* WORK INSTRUCTIONS: Where the line containing "trophy rim, the" appears, start repeating, and continue exactly through the last line below, adding nothing. Include no pictures.

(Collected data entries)
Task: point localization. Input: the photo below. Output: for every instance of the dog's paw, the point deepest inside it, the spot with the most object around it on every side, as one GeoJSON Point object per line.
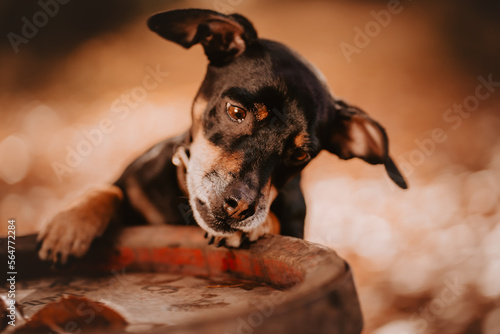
{"type": "Point", "coordinates": [65, 237]}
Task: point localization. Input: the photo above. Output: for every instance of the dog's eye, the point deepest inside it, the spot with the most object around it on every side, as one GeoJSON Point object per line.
{"type": "Point", "coordinates": [236, 114]}
{"type": "Point", "coordinates": [299, 155]}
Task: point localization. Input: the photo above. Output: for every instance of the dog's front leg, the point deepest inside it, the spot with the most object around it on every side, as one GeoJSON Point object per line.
{"type": "Point", "coordinates": [70, 233]}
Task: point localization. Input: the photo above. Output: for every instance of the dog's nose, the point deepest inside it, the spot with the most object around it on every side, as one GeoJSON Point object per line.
{"type": "Point", "coordinates": [238, 208]}
{"type": "Point", "coordinates": [239, 201]}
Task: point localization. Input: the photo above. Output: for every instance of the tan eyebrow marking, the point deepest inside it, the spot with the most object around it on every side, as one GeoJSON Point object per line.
{"type": "Point", "coordinates": [301, 139]}
{"type": "Point", "coordinates": [262, 111]}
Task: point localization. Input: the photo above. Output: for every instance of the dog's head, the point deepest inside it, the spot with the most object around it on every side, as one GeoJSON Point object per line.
{"type": "Point", "coordinates": [261, 114]}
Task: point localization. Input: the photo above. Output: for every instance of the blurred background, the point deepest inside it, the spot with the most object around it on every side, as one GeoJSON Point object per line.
{"type": "Point", "coordinates": [76, 109]}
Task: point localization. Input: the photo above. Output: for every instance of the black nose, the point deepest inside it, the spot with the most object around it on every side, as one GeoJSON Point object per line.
{"type": "Point", "coordinates": [238, 209]}
{"type": "Point", "coordinates": [239, 201]}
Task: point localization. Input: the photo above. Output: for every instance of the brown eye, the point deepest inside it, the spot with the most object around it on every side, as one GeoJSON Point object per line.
{"type": "Point", "coordinates": [300, 155]}
{"type": "Point", "coordinates": [236, 114]}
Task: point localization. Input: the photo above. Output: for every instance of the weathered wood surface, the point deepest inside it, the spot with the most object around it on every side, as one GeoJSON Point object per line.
{"type": "Point", "coordinates": [276, 285]}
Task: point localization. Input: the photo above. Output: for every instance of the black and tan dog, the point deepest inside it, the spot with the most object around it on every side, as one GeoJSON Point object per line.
{"type": "Point", "coordinates": [261, 114]}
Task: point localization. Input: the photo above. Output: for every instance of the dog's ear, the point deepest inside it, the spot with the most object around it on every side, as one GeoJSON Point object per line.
{"type": "Point", "coordinates": [222, 36]}
{"type": "Point", "coordinates": [352, 133]}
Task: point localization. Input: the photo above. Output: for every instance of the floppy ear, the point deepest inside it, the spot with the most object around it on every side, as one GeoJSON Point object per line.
{"type": "Point", "coordinates": [222, 36]}
{"type": "Point", "coordinates": [352, 133]}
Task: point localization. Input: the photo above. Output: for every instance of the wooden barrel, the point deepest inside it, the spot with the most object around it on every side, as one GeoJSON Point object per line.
{"type": "Point", "coordinates": [167, 279]}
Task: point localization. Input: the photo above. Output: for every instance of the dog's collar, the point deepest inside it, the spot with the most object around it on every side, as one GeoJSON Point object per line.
{"type": "Point", "coordinates": [181, 160]}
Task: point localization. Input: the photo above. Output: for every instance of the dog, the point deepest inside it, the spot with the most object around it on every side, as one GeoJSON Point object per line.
{"type": "Point", "coordinates": [261, 115]}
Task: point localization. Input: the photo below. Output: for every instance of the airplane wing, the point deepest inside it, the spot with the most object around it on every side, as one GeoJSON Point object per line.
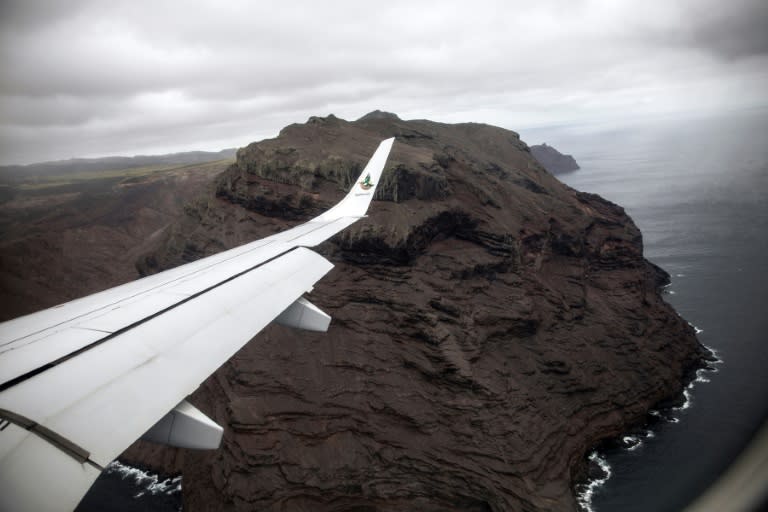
{"type": "Point", "coordinates": [81, 381]}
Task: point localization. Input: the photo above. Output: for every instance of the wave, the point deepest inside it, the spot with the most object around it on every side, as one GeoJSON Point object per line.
{"type": "Point", "coordinates": [634, 440]}
{"type": "Point", "coordinates": [147, 481]}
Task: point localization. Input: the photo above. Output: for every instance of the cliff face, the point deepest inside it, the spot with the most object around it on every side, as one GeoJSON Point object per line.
{"type": "Point", "coordinates": [552, 160]}
{"type": "Point", "coordinates": [489, 326]}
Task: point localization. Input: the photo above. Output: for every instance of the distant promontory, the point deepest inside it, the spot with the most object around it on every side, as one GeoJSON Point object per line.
{"type": "Point", "coordinates": [552, 160]}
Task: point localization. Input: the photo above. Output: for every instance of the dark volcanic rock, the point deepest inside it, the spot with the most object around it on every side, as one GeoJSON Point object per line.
{"type": "Point", "coordinates": [490, 325]}
{"type": "Point", "coordinates": [552, 160]}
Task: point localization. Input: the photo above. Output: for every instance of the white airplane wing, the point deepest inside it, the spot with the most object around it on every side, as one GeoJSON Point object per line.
{"type": "Point", "coordinates": [81, 381]}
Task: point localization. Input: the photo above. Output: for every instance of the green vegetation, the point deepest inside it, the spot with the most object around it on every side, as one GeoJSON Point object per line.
{"type": "Point", "coordinates": [129, 175]}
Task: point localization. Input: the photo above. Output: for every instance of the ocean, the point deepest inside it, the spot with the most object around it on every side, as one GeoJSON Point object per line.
{"type": "Point", "coordinates": [698, 190]}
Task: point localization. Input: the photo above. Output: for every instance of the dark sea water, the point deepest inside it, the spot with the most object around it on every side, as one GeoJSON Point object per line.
{"type": "Point", "coordinates": [698, 190]}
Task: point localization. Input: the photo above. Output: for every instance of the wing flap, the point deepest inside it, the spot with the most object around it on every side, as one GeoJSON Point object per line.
{"type": "Point", "coordinates": [91, 399]}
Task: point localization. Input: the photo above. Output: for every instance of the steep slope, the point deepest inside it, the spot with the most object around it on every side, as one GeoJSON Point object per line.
{"type": "Point", "coordinates": [552, 160]}
{"type": "Point", "coordinates": [490, 325]}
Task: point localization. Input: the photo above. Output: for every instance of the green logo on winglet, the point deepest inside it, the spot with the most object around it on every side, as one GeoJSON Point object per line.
{"type": "Point", "coordinates": [366, 183]}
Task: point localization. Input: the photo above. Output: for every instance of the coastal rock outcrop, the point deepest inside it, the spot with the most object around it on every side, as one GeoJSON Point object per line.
{"type": "Point", "coordinates": [490, 326]}
{"type": "Point", "coordinates": [552, 160]}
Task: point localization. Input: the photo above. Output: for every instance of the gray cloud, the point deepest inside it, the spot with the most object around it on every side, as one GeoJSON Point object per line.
{"type": "Point", "coordinates": [89, 77]}
{"type": "Point", "coordinates": [732, 30]}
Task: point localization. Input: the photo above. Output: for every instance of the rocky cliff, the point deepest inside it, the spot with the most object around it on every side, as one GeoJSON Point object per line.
{"type": "Point", "coordinates": [490, 326]}
{"type": "Point", "coordinates": [553, 160]}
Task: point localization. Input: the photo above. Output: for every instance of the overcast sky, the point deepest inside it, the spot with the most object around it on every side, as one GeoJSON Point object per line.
{"type": "Point", "coordinates": [95, 78]}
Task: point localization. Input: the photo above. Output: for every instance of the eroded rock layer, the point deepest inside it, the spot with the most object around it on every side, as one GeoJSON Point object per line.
{"type": "Point", "coordinates": [490, 325]}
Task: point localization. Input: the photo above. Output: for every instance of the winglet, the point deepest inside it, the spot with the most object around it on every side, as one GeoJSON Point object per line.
{"type": "Point", "coordinates": [356, 202]}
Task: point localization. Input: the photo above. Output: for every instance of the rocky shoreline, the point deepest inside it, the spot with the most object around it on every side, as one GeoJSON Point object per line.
{"type": "Point", "coordinates": [490, 326]}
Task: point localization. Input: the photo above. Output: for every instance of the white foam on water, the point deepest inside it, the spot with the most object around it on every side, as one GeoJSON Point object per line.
{"type": "Point", "coordinates": [587, 492]}
{"type": "Point", "coordinates": [150, 482]}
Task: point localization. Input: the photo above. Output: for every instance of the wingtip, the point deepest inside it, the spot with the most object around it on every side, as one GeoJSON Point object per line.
{"type": "Point", "coordinates": [359, 197]}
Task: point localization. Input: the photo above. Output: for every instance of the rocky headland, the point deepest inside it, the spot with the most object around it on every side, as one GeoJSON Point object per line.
{"type": "Point", "coordinates": [490, 326]}
{"type": "Point", "coordinates": [552, 160]}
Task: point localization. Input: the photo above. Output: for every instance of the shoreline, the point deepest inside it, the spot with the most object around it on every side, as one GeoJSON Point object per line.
{"type": "Point", "coordinates": [598, 469]}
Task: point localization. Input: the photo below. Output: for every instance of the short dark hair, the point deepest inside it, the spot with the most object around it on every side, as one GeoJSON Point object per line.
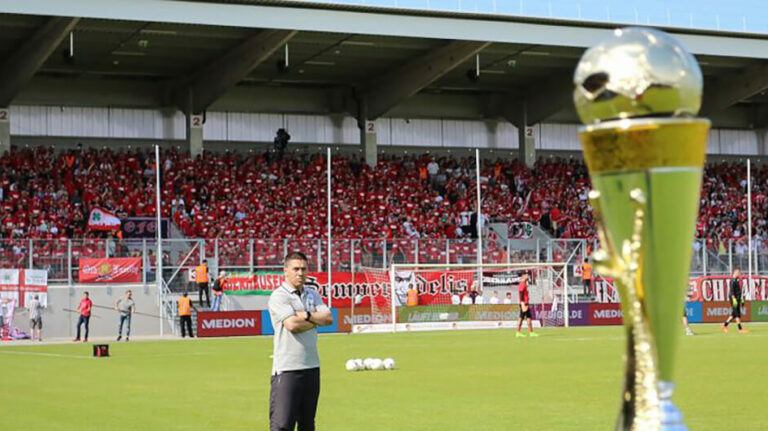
{"type": "Point", "coordinates": [295, 255]}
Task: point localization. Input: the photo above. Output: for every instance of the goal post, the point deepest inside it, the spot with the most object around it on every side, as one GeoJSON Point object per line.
{"type": "Point", "coordinates": [416, 297]}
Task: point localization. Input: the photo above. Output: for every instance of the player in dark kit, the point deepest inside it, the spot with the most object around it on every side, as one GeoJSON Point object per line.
{"type": "Point", "coordinates": [525, 308]}
{"type": "Point", "coordinates": [736, 301]}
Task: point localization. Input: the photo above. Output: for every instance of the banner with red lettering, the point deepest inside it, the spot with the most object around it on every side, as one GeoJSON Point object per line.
{"type": "Point", "coordinates": [113, 270]}
{"type": "Point", "coordinates": [21, 285]}
{"type": "Point", "coordinates": [434, 287]}
{"type": "Point", "coordinates": [228, 323]}
{"type": "Point", "coordinates": [700, 289]}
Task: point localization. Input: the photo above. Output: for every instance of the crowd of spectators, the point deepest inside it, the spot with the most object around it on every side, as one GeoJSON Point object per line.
{"type": "Point", "coordinates": [48, 195]}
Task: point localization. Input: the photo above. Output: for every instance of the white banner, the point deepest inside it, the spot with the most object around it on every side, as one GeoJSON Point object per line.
{"type": "Point", "coordinates": [9, 277]}
{"type": "Point", "coordinates": [100, 219]}
{"type": "Point", "coordinates": [35, 277]}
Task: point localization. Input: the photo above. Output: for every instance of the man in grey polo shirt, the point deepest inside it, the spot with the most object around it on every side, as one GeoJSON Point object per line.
{"type": "Point", "coordinates": [126, 307]}
{"type": "Point", "coordinates": [296, 311]}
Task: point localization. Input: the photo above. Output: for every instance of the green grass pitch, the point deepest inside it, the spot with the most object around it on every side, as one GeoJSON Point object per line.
{"type": "Point", "coordinates": [567, 379]}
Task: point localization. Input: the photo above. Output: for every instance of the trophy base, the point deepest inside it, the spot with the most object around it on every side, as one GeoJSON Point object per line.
{"type": "Point", "coordinates": [671, 418]}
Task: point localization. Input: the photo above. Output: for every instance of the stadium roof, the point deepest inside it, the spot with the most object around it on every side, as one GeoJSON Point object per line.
{"type": "Point", "coordinates": [341, 49]}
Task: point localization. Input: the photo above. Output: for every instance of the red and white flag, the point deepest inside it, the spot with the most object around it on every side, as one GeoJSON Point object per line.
{"type": "Point", "coordinates": [103, 220]}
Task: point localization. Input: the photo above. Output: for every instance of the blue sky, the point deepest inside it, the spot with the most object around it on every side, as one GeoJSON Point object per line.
{"type": "Point", "coordinates": [732, 15]}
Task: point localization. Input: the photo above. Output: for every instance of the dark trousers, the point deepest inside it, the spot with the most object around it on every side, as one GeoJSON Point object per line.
{"type": "Point", "coordinates": [124, 318]}
{"type": "Point", "coordinates": [186, 320]}
{"type": "Point", "coordinates": [203, 288]}
{"type": "Point", "coordinates": [80, 321]}
{"type": "Point", "coordinates": [293, 399]}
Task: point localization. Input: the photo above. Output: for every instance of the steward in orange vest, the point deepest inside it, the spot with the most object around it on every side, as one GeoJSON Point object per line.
{"type": "Point", "coordinates": [586, 276]}
{"type": "Point", "coordinates": [185, 316]}
{"type": "Point", "coordinates": [413, 297]}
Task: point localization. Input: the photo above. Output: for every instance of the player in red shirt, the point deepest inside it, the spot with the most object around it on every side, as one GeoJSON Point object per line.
{"type": "Point", "coordinates": [525, 308]}
{"type": "Point", "coordinates": [84, 308]}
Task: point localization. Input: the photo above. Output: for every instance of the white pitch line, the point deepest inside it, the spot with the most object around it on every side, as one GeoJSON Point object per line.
{"type": "Point", "coordinates": [57, 355]}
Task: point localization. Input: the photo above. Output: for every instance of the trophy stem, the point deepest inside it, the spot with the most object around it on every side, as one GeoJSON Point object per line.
{"type": "Point", "coordinates": [640, 401]}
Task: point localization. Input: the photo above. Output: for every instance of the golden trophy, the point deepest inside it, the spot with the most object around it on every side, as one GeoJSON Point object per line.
{"type": "Point", "coordinates": [638, 93]}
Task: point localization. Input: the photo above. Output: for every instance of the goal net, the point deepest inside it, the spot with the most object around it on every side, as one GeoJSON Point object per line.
{"type": "Point", "coordinates": [461, 296]}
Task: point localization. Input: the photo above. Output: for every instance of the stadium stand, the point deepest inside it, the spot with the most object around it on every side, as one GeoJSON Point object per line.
{"type": "Point", "coordinates": [48, 195]}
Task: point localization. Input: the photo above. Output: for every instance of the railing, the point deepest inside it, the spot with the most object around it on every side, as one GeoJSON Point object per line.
{"type": "Point", "coordinates": [744, 17]}
{"type": "Point", "coordinates": [61, 257]}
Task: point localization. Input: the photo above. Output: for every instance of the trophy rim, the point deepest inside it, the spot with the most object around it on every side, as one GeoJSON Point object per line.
{"type": "Point", "coordinates": [625, 123]}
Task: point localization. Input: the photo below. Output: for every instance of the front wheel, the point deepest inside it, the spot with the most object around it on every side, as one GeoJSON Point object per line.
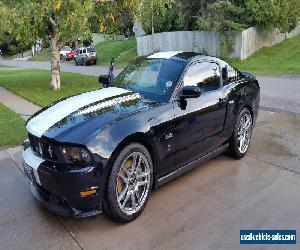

* FINAL ANSWER:
Task: point localization. Input: the photo above. Output: for every instance of the trophy rim, the point deepest inside it, the spot with the most object around it on every side, as one GeoJSON Point object per line.
{"type": "Point", "coordinates": [625, 123]}
Task: point localization. Input: the photo below. Output: for every instance of the front wheel, the point deepest inside it, the spot with the most object around it on every side, as one GeoJSON Point object per line.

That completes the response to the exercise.